▶ _ENTRIES SUPPLIED_

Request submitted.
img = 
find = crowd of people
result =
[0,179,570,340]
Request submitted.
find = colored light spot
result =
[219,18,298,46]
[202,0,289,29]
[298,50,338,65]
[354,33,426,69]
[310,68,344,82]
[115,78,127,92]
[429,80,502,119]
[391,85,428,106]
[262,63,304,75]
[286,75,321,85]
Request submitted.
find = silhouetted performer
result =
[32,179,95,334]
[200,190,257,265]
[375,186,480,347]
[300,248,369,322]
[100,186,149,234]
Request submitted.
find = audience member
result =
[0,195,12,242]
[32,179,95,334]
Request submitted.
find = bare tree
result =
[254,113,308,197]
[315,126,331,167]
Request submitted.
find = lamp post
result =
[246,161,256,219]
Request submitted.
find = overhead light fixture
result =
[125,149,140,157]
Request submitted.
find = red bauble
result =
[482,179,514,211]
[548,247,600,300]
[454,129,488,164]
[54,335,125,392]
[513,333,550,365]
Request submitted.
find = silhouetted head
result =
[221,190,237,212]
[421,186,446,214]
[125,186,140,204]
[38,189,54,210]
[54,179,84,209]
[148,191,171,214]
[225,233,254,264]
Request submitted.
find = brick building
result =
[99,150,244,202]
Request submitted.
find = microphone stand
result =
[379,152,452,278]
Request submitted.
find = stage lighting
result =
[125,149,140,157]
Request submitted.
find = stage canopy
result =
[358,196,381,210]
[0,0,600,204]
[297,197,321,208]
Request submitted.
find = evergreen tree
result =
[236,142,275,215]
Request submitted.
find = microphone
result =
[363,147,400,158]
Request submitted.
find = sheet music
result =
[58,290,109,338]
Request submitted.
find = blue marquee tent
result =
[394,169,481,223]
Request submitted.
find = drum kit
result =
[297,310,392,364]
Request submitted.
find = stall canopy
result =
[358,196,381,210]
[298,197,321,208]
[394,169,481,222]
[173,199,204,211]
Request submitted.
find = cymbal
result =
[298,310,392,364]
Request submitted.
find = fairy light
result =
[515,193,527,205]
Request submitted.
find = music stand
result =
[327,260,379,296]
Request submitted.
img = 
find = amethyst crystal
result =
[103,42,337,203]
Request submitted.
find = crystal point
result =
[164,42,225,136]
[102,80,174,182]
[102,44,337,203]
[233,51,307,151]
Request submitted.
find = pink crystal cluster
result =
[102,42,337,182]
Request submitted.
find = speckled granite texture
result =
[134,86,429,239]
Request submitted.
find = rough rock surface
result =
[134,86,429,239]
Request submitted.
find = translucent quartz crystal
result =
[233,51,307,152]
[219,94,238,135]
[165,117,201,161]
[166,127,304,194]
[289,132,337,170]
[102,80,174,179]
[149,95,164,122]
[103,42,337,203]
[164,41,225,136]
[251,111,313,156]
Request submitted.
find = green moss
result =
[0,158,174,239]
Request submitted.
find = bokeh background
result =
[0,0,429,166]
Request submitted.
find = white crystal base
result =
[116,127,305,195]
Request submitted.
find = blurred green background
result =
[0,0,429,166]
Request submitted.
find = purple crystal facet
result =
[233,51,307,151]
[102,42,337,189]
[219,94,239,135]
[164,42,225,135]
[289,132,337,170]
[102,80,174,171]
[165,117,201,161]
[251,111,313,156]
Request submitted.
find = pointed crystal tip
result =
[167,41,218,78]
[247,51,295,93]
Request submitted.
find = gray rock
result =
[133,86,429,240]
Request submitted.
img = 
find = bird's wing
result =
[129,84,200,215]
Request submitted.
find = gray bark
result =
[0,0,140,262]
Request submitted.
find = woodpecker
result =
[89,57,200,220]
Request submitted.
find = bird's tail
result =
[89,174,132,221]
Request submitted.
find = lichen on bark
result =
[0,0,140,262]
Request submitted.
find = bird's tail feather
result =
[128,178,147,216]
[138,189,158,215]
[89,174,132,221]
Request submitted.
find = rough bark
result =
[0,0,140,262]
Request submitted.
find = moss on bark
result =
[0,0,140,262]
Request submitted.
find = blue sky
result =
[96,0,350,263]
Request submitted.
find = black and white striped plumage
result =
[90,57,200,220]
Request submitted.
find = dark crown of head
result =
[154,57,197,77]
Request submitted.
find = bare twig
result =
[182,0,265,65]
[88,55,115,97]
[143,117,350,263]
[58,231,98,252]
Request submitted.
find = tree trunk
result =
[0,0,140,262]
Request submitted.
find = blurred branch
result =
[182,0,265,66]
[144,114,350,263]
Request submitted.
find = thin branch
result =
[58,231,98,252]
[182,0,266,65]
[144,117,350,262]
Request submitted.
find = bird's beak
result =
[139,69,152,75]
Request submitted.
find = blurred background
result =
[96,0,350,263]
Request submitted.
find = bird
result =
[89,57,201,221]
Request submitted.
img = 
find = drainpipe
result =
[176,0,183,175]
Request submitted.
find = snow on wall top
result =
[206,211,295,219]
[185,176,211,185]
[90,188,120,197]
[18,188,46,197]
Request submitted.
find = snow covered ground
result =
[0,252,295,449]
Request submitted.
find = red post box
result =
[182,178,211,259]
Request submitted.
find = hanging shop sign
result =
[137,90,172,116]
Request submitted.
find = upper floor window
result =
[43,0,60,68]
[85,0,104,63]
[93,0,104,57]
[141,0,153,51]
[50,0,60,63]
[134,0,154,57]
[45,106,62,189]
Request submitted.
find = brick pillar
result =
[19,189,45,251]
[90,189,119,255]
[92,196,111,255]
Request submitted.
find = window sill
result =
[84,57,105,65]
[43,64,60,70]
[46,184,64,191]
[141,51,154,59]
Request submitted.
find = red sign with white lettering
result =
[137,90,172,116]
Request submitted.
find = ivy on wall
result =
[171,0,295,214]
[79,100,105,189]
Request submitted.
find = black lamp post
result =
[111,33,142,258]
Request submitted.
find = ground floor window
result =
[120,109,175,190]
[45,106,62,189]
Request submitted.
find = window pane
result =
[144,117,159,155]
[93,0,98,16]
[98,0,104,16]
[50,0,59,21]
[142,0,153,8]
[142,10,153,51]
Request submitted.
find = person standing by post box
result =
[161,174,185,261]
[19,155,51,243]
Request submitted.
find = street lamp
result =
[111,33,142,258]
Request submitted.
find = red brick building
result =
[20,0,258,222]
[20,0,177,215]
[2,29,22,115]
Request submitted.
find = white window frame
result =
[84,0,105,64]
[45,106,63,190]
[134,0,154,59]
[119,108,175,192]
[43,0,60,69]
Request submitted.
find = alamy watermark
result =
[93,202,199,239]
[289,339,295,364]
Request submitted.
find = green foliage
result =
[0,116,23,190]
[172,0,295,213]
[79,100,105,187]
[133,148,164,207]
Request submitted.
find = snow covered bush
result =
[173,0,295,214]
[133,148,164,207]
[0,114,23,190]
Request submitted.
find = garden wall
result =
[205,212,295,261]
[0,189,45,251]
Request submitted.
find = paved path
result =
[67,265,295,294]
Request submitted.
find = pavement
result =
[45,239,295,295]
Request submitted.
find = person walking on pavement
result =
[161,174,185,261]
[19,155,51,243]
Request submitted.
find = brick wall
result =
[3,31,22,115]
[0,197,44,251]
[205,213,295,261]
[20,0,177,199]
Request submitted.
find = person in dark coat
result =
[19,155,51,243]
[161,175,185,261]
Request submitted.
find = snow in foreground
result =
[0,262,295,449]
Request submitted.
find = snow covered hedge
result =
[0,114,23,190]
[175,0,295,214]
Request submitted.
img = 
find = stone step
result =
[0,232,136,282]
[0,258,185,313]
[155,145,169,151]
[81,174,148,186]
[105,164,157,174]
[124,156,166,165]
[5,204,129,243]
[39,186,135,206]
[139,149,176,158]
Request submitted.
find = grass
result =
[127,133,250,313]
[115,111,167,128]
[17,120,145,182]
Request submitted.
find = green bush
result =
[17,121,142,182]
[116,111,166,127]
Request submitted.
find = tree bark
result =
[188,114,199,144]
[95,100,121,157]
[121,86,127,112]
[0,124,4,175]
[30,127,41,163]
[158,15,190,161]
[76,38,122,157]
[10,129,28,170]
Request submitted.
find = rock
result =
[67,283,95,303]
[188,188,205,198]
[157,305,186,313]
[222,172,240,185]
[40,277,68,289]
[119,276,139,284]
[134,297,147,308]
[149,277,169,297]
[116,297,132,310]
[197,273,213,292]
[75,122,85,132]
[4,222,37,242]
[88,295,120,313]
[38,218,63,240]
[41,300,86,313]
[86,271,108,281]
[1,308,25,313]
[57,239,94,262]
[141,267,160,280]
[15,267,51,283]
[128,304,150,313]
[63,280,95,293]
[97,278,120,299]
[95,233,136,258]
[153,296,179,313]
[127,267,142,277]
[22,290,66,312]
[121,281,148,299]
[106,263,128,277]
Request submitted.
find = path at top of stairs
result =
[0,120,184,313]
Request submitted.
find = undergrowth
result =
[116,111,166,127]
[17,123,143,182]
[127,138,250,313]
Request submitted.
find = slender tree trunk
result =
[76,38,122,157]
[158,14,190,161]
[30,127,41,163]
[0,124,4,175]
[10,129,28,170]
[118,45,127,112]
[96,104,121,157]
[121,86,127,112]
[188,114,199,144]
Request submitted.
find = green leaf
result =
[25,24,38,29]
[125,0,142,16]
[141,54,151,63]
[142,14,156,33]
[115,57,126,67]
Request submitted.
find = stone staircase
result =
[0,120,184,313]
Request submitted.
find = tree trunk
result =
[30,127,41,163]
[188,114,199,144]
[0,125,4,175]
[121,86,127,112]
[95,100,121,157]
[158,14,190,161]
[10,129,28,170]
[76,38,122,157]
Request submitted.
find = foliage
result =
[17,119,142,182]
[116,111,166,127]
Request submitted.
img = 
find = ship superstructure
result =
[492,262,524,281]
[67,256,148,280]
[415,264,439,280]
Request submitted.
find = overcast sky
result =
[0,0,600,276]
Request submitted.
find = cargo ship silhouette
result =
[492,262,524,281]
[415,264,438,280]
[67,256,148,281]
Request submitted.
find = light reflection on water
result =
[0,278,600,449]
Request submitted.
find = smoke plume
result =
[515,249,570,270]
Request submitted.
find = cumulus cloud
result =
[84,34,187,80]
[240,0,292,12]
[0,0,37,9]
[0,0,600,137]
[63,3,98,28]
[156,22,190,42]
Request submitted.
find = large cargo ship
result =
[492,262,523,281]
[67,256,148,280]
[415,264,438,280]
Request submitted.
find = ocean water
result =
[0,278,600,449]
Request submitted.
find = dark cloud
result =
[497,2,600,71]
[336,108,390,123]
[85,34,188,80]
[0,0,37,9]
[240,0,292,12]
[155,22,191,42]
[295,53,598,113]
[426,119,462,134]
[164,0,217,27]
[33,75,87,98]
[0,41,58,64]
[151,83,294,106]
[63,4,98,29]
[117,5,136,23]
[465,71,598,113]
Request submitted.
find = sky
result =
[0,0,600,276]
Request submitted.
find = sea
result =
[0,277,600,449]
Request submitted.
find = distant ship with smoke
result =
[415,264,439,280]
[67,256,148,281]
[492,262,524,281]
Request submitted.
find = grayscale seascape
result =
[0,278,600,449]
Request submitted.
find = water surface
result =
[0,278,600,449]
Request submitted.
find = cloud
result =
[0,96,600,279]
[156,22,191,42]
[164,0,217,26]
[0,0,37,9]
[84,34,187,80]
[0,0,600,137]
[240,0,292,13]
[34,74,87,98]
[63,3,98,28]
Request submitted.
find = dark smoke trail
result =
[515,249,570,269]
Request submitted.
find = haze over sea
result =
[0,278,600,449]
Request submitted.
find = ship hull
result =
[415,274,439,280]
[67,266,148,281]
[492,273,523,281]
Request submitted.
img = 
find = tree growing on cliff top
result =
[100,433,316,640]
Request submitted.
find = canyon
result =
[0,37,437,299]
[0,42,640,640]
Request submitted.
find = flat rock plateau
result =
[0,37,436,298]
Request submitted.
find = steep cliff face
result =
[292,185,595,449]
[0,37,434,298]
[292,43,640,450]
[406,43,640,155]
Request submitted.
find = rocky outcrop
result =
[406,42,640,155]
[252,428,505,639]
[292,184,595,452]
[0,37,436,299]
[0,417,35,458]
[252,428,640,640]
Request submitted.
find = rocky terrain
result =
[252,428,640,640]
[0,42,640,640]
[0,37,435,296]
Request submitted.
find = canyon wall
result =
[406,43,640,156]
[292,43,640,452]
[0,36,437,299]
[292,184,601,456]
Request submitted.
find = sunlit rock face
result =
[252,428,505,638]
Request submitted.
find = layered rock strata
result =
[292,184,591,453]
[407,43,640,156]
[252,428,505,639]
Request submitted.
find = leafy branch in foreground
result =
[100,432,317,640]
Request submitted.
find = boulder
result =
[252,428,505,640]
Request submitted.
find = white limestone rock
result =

▶ _PROBLEM DETAILS_
Copy out everything from the start of the rows down to the line containing "[379,152,452,278]", changing each "silhouetted" to "backlit" and leaving everything else unchanged.

▶ _EXERCISE ANSWER_
Request submitted.
img = 
find = crowd of people
result =
[0,179,570,340]
Request submitted.
find = colored light spot
result =
[219,18,298,46]
[202,0,289,29]
[298,50,338,65]
[354,33,426,69]
[310,68,344,82]
[115,78,127,92]
[429,80,502,119]
[391,85,428,106]
[262,63,304,75]
[286,75,321,85]
Request submitted.
find = backlit performer
result =
[32,179,95,334]
[200,190,257,265]
[375,186,480,347]
[300,248,369,322]
[100,186,149,234]
Request submitted.
find = audience member
result =
[0,195,12,242]
[32,179,95,334]
Request submitted.
find = bare tree
result =
[254,113,308,197]
[315,126,331,167]
Request submitted.
find = lamp post
result =
[246,161,256,219]
Request submitted.
find = overhead light fixture
result =
[125,149,140,157]
Request submitted.
find = red bauble
result =
[482,179,514,211]
[548,247,600,300]
[454,129,488,164]
[54,335,125,392]
[513,333,550,365]
Request submitted.
find = backlit head
result =
[221,190,237,212]
[421,186,446,214]
[125,186,140,204]
[38,189,54,210]
[54,179,84,209]
[148,191,171,214]
[225,233,254,264]
Request submitted.
find = brick building
result =
[99,150,244,202]
Request submitted.
find = microphone stand
result =
[379,152,452,278]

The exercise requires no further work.